=== RECORD SET ===
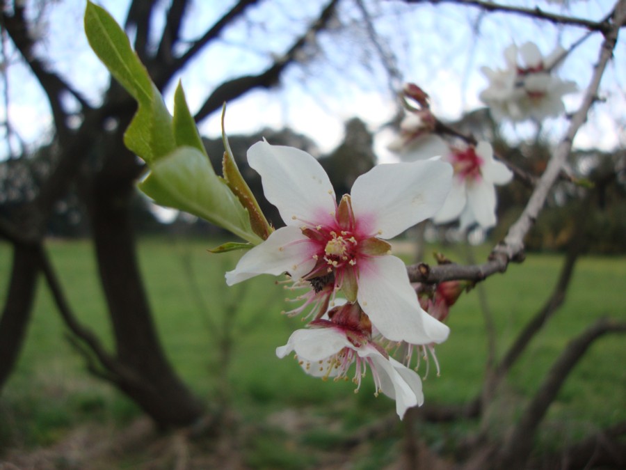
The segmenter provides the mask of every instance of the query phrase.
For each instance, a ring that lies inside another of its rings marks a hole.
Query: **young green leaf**
[[[174,126],[174,138],[177,146],[195,147],[207,155],[207,150],[198,132],[195,121],[187,106],[185,92],[180,81],[178,82],[178,86],[176,87],[176,92],[174,93],[174,120],[172,125]]]
[[[232,155],[232,150],[230,149],[230,144],[228,143],[228,138],[224,131],[224,115],[225,113],[225,105],[222,108],[222,141],[224,143],[224,158],[222,159],[222,173],[224,175],[224,179],[226,184],[231,191],[236,195],[239,198],[239,202],[248,210],[250,214],[250,223],[255,233],[261,237],[263,240],[266,240],[269,237],[270,233],[274,231],[274,229],[267,221],[265,214],[261,210],[257,198],[252,194],[252,190],[246,182],[237,164],[235,162],[234,156]]]
[[[147,163],[173,150],[172,116],[122,29],[106,10],[88,1],[85,33],[96,55],[139,104],[124,136],[127,147]]]
[[[85,33],[89,45],[111,73],[140,103],[152,100],[152,81],[126,33],[103,8],[87,2]]]
[[[252,230],[248,211],[197,148],[177,148],[150,170],[139,187],[157,204],[197,215],[252,244],[263,241]]]

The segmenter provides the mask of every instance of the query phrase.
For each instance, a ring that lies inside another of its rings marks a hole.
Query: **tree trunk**
[[[39,256],[38,245],[13,245],[10,283],[0,318],[0,390],[22,350],[37,287]]]
[[[135,157],[119,136],[102,148],[106,161],[91,187],[90,213],[117,359],[133,377],[118,377],[115,382],[158,423],[189,425],[202,415],[203,407],[163,352],[137,265],[131,220]]]

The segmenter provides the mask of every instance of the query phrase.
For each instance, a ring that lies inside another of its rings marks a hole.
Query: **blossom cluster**
[[[408,84],[404,93],[409,97],[419,96],[419,87]],[[435,224],[458,219],[465,230],[478,224],[488,229],[496,224],[495,186],[505,185],[513,173],[494,159],[493,149],[487,141],[474,143],[459,137],[444,139],[435,132],[438,120],[432,113],[427,100],[418,102],[419,109],[407,107],[400,125],[400,135],[390,145],[406,162],[416,162],[440,155],[449,163],[454,176],[445,202],[435,214]]]
[[[576,84],[555,75],[565,52],[556,47],[543,57],[533,42],[519,47],[513,44],[504,50],[506,67],[483,67],[489,86],[480,95],[497,119],[514,122],[555,117],[565,111],[563,96],[576,91]]]
[[[248,150],[248,159],[285,226],[242,256],[227,283],[287,274],[291,289],[304,290],[297,297],[302,304],[288,313],[310,322],[277,354],[295,352],[305,372],[335,379],[347,378],[355,364],[358,390],[369,367],[375,393],[394,398],[402,418],[423,402],[422,384],[390,350],[440,343],[449,329],[422,308],[387,240],[439,210],[450,191],[451,165],[439,159],[380,164],[337,203],[328,175],[305,152],[262,141]]]

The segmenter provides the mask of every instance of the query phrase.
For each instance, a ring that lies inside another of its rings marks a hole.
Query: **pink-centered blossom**
[[[385,240],[439,210],[450,188],[449,164],[431,159],[378,165],[357,178],[337,205],[328,175],[307,152],[263,141],[248,150],[248,159],[287,226],[248,251],[226,273],[227,284],[287,272],[297,285],[313,288],[304,299],[315,318],[341,290],[390,340],[446,339],[448,327],[419,306],[404,263],[390,254]]]
[[[454,169],[452,187],[446,201],[433,217],[435,224],[445,224],[459,219],[460,227],[474,223],[483,228],[496,224],[495,185],[505,185],[513,178],[506,166],[493,158],[488,142],[472,146],[458,141],[449,144],[441,137],[431,134],[422,137],[403,155],[406,161],[441,155]]]
[[[541,120],[558,116],[565,111],[563,96],[577,90],[575,83],[555,75],[563,55],[561,47],[543,57],[533,42],[519,47],[511,45],[504,51],[505,68],[482,68],[489,86],[481,93],[481,100],[497,119]]]
[[[374,394],[383,393],[394,399],[401,419],[407,409],[424,402],[419,376],[372,340],[371,324],[357,304],[335,307],[328,312],[328,320],[316,320],[308,328],[296,330],[284,346],[276,348],[276,355],[283,358],[293,351],[310,375],[335,380],[348,380],[352,376],[355,392],[369,368]]]

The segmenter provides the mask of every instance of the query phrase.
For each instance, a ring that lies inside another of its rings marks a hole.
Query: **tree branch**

=== EXERCISE DIRECTIONS ===
Copy every one of the records above word for word, leaving out any pictures.

=== EXERCISE RESULT ===
The segmenter provides the mask of every instance of the query phrase.
For each instance, a ring that lies inside another of its rings marks a hole.
Query: **young green leaf**
[[[174,126],[174,138],[177,146],[195,147],[207,155],[207,150],[198,132],[195,121],[187,106],[185,92],[180,81],[178,82],[178,86],[176,87],[176,92],[174,93],[174,120],[172,125]]]
[[[232,155],[232,150],[230,149],[230,144],[228,143],[228,138],[224,131],[224,115],[225,113],[225,105],[222,108],[222,141],[224,143],[224,158],[222,159],[222,173],[224,175],[224,179],[226,184],[231,191],[236,195],[239,198],[239,202],[248,210],[250,214],[250,223],[255,233],[261,237],[263,240],[266,240],[269,237],[270,233],[274,231],[274,229],[267,221],[265,214],[261,210],[257,198],[252,194],[252,190],[246,182],[237,164],[235,162],[234,156]]]
[[[147,163],[173,150],[172,116],[122,29],[106,10],[88,1],[85,33],[96,55],[139,104],[124,136],[127,147]]]
[[[85,33],[89,45],[111,73],[140,103],[152,100],[152,81],[126,33],[103,8],[87,2]]]
[[[252,230],[248,211],[197,148],[177,148],[150,170],[139,187],[157,204],[197,215],[252,244],[263,241]]]

The segmenter provides the mask of every instance of the query phrase.
For each instance, a ring that lies inside another of its rings marks a hole.
Query: **tree trunk**
[[[39,256],[38,245],[13,245],[10,283],[0,318],[0,390],[22,350],[37,287]]]
[[[135,157],[119,136],[102,148],[106,161],[91,187],[90,213],[117,359],[133,377],[118,377],[115,382],[158,423],[189,425],[202,415],[203,407],[163,352],[137,265],[131,220]]]

The segmenter provides the mask of every instance of the query phrase.
For each instance, a ring that lies inside another of its rings marks a hole.
Query: **blossom cluster**
[[[408,84],[404,93],[409,97],[419,96],[419,87]],[[435,224],[458,219],[465,230],[478,224],[488,229],[496,224],[495,186],[505,185],[513,173],[494,159],[493,149],[487,141],[474,143],[459,137],[444,139],[435,132],[438,120],[432,113],[427,100],[418,102],[419,109],[407,107],[400,125],[400,135],[390,145],[406,162],[416,162],[440,155],[449,163],[454,176],[445,202],[435,214]]]
[[[576,84],[555,75],[565,52],[556,47],[543,57],[533,42],[519,47],[513,44],[504,50],[506,67],[483,67],[489,86],[480,95],[497,119],[514,122],[555,117],[565,111],[563,96],[576,91]]]
[[[248,150],[248,159],[285,226],[242,256],[227,283],[287,274],[291,289],[304,290],[297,297],[302,304],[288,313],[310,322],[277,354],[295,352],[305,372],[335,379],[347,378],[355,364],[358,390],[369,367],[375,393],[394,398],[402,418],[423,402],[422,384],[390,350],[440,343],[449,329],[422,308],[387,240],[439,210],[450,191],[451,165],[439,159],[380,164],[337,203],[328,175],[305,152],[262,141]]]

The segmenter provides the mask of every instance of the query phrase.
For each instance, a ring that lies inside another of its rings marks a hole.
Query: **pink-centered blossom**
[[[385,240],[439,210],[450,188],[449,164],[431,159],[378,165],[357,178],[337,205],[328,175],[307,152],[263,141],[248,150],[248,159],[287,226],[248,251],[226,273],[227,284],[287,272],[297,285],[313,288],[304,299],[315,318],[341,290],[390,340],[446,339],[448,327],[419,306],[404,263],[390,254]]]
[[[454,169],[452,187],[446,201],[433,217],[435,224],[445,224],[459,219],[460,227],[474,223],[483,228],[496,224],[495,185],[505,185],[513,178],[506,166],[493,158],[488,142],[472,146],[458,141],[449,144],[441,137],[431,134],[422,137],[403,155],[406,161],[441,155]]]
[[[541,120],[558,116],[565,111],[563,96],[577,90],[575,83],[555,75],[563,55],[561,47],[543,57],[533,42],[519,47],[511,45],[504,51],[505,68],[482,68],[489,86],[481,93],[481,100],[497,119]]]
[[[374,394],[383,393],[394,399],[401,419],[407,409],[424,402],[419,376],[372,340],[371,324],[357,304],[335,307],[328,312],[328,320],[316,320],[308,328],[296,330],[284,346],[276,348],[276,355],[283,358],[293,351],[310,375],[335,380],[348,380],[352,376],[355,392],[369,368]]]

The segmenter provides the mask of every instance of the query phrase.
For each instance, a ring that lies inside another of its rings marks a hole.
Query: **tree branch**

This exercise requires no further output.